Task item —
Go to the line in the entries below that holds "rough mask: <svg" and repeat exactly from there through the line that holds "box: [10, 8, 70, 15]", inclusive.

Record excerpts —
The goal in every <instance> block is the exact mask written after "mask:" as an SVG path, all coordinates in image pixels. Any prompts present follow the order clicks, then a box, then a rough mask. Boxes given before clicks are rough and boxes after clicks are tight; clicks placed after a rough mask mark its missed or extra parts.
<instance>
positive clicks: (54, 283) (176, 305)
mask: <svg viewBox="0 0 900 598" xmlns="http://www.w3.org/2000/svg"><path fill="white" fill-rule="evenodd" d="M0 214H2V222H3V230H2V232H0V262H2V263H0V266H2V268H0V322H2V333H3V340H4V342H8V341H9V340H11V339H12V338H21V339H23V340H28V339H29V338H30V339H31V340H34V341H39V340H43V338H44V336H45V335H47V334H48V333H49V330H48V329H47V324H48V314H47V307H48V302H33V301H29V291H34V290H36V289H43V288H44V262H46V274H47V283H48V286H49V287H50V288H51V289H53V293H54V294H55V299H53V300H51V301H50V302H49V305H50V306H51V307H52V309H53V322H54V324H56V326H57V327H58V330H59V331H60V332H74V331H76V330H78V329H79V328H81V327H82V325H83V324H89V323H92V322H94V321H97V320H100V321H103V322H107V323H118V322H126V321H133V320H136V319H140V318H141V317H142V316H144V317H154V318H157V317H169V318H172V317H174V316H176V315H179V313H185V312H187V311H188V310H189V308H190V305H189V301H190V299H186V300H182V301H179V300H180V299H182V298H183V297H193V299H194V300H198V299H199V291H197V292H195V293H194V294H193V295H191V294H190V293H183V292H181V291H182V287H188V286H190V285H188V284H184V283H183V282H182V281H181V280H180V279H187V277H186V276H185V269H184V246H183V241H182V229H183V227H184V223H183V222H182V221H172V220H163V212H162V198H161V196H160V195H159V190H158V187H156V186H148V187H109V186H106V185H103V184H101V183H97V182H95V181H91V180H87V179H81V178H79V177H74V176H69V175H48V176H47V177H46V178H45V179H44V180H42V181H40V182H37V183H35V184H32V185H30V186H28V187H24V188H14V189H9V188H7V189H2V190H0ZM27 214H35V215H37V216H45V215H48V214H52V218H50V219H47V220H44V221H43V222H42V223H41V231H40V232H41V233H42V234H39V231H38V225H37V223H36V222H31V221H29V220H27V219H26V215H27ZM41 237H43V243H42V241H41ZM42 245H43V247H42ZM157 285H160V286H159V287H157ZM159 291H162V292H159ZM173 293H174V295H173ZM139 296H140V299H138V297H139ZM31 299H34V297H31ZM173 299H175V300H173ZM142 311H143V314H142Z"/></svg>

==

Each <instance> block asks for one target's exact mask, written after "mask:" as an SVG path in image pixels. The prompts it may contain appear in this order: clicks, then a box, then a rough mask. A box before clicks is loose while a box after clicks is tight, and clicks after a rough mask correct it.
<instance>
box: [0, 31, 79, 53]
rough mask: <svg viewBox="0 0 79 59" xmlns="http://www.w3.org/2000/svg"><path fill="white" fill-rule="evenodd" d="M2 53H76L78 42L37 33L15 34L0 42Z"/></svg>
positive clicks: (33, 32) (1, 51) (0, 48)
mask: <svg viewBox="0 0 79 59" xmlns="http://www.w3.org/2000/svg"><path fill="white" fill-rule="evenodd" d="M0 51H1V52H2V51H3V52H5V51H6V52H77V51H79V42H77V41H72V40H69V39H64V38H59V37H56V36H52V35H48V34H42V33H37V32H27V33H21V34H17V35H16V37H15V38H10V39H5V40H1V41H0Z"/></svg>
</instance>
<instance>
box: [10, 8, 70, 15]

...

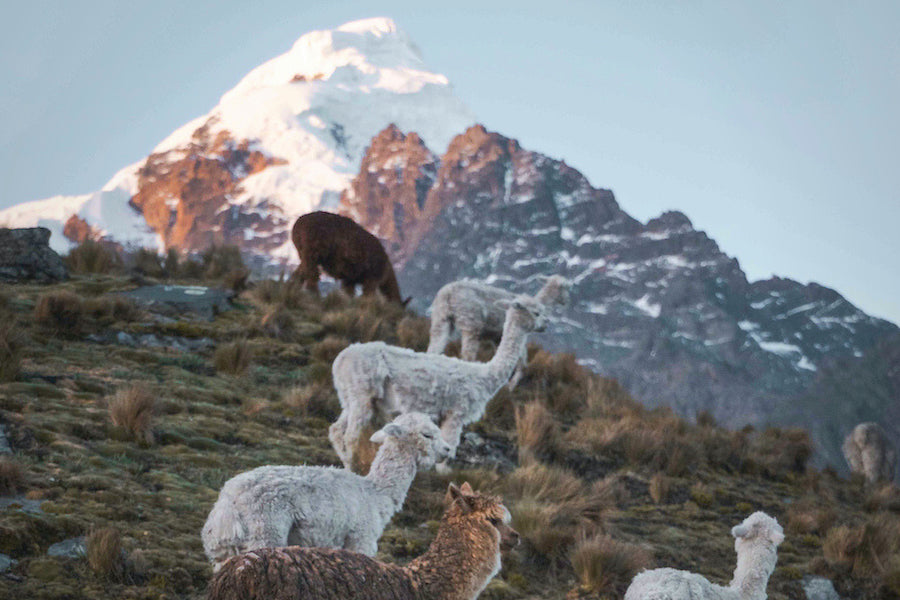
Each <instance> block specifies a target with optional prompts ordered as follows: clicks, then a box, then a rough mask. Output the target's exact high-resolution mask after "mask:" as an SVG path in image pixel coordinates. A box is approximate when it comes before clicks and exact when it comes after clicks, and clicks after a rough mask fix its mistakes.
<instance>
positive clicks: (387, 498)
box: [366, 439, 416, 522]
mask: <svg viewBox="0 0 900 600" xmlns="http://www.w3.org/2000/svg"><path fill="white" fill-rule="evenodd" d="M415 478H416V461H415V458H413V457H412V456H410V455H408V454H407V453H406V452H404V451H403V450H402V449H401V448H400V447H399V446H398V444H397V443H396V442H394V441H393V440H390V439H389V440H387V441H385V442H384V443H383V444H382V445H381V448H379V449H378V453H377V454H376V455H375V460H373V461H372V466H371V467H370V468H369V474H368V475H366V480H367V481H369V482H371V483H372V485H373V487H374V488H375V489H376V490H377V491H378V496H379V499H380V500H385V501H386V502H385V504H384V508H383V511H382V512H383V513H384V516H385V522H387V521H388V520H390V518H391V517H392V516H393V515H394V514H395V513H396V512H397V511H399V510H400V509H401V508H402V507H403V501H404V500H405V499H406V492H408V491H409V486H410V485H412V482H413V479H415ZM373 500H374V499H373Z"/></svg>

Task result —
rough mask: <svg viewBox="0 0 79 59" xmlns="http://www.w3.org/2000/svg"><path fill="white" fill-rule="evenodd" d="M2 53H76L78 42L37 33L15 34L0 42Z"/></svg>
positive clicks: (33, 32) (1, 51) (0, 48)
mask: <svg viewBox="0 0 79 59" xmlns="http://www.w3.org/2000/svg"><path fill="white" fill-rule="evenodd" d="M0 51H1V52H2V51H3V52H5V51H6V52H77V51H79V42H77V41H72V40H69V39H64V38H59V37H56V36H52V35H48V34H42V33H37V32H27V33H21V34H17V35H16V37H15V38H10V39H5V40H1V41H0Z"/></svg>
</instance>
<instance>
box: [10, 8, 70, 15]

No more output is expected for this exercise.